__QUOTED PASSAGE__.
****************************************

On top of that... "name" is a postgreSQL internal data type --  
essentially -- you need to treat it as if it is an SQL "reserved word".... 
Therefore::I strongly recommend that you name your table something other 
than "name"... for the same reasons you wouldn't name a table "select" (the 
example being try and  "select * from select").

As a general rule, you should not use SQL RESERVED words, RDBMS internals, 
or DATA TYPE names as table or column identifiers....

HTH...

Greg...




"Richard Huxton" <dev@archonet.com> wrote in message 
news:[EMAIL PROTECTED]
> Script Head wrote:
>> I am a newbie to the stored proc. game and this is eating my brain.
>
> The error message is accurate but not useful...

****************************************

__PROVIDED DATA__.
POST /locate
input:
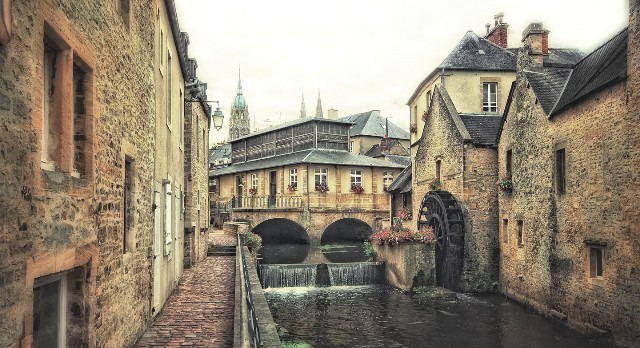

****************************************

__TO DO__.
1. According to the PostgreSQL post, what kinds of names should not be used as table or column identifiers?
2. Continue the PostgreSQL post from its last line.
The data above is separate material, unrelated to the PostgreSQL post.

__RESPONSES FOR EACH TASK__.
1. SQL reserved words, RDBMS internals, and data type names.

2.
>
>>>CREATE TABLE name(first VARCHAR(32) NULL,last VARCHAR(32) NULL, extra
>> VARCHAR(32) NULL );
>>
>>>CREATE OR REPLACE FUNCTION update_name() RETURNS opaque AS '
>>     DECLARE
>>     BEGIN
>>         NEW.extra:=NEW.first;
>>         RETURN NEW;
>>     END;
>> ' LANGUAGE 'plpgsql';
>>
>>>CREATE TRIGGER update_name_extra BEFORE INSERT
>> ON name
>> EXECUTE PROCEDURE update_name();
>
> The CREATE TRIGGER is the problem...
>
>>>INSERT INTO name(first,last) VALUES('script','head');
>>
>> ERROR:  record "new" is not assigned yet
>> DETAIL:  The tuple structure of a not-yet-assigned record is 
>> indeterminate.
>> CONTEXT:  PL/pgSQL function "update_name" line 4 at assignment
>
> You need to add "FOR EACH ROW" before "EXECUTE PROCEDURE" otherwise you 
> have a statement-level trigger which doesn't give you access to NEW/OLD.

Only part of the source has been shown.